:: DATA TO EXAMINE ::
- Opening Delimiter -
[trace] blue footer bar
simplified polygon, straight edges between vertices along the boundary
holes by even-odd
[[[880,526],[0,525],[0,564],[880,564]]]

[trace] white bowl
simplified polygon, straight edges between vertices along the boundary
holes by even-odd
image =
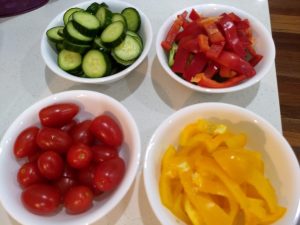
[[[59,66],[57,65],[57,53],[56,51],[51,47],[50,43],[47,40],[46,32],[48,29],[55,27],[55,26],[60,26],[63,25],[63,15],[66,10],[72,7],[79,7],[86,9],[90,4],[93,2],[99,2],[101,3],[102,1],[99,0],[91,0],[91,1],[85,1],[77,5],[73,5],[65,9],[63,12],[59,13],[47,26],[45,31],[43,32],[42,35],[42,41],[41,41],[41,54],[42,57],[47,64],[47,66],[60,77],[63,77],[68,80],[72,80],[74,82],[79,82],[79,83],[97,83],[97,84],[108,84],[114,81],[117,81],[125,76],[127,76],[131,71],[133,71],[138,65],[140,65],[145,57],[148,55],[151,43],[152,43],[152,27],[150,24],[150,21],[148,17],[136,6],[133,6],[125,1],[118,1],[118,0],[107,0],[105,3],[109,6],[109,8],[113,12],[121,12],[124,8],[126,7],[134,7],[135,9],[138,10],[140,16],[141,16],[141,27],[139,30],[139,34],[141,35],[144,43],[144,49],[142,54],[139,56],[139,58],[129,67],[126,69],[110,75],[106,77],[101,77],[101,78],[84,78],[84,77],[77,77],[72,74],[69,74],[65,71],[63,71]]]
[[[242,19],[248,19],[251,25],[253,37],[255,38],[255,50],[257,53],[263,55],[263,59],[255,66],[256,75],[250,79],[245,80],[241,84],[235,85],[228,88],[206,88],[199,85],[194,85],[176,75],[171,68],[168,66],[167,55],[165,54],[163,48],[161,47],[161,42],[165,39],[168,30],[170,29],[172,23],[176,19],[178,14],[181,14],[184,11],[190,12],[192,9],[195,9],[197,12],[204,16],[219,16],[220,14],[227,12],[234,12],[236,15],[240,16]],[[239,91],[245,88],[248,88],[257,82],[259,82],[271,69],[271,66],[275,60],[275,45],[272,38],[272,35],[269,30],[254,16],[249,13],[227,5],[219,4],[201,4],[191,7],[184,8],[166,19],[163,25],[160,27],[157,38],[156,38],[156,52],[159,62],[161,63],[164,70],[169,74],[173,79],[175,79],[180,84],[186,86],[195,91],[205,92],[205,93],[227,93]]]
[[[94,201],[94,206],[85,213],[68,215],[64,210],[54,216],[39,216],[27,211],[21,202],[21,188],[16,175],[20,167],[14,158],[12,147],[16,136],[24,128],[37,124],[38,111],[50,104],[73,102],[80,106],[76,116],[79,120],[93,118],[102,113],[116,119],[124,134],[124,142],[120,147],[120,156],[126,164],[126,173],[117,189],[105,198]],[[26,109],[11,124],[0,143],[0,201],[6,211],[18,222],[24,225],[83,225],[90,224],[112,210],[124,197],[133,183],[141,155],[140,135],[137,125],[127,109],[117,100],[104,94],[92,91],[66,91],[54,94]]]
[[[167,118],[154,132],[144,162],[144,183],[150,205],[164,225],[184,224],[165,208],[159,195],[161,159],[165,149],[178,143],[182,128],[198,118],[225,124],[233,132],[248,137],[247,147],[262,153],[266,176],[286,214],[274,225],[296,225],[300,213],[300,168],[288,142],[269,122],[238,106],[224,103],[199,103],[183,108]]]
- Closing Delimiter -
- Opening Delimiter -
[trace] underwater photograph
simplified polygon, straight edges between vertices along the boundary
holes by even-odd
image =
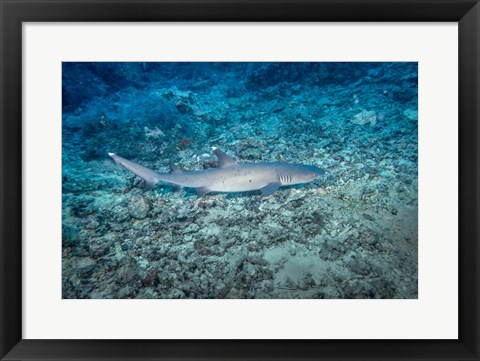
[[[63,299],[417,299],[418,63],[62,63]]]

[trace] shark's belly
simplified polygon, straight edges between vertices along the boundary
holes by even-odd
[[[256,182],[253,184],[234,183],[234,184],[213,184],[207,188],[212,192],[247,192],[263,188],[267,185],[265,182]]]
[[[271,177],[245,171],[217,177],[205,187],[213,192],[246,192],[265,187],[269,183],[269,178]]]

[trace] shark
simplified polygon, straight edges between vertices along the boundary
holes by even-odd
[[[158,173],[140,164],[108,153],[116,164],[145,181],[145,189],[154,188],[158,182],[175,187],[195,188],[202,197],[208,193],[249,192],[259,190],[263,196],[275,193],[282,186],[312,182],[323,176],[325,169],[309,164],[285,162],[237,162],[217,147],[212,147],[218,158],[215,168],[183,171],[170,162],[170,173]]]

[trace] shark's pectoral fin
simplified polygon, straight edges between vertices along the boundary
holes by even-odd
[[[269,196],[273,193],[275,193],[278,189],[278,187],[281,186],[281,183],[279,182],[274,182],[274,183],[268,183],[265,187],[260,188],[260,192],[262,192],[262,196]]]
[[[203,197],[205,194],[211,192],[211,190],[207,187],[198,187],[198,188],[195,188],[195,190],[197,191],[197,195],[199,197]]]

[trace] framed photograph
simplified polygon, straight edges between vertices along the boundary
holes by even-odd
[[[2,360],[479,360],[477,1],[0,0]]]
- Closing Delimiter -
:: REQUIRED ACTION ::
Copy the lines above that hold the word "shark".

:: EXPECTED OUTPUT ::
[trace] shark's belly
[trace] shark
[trace] shark's pectoral fin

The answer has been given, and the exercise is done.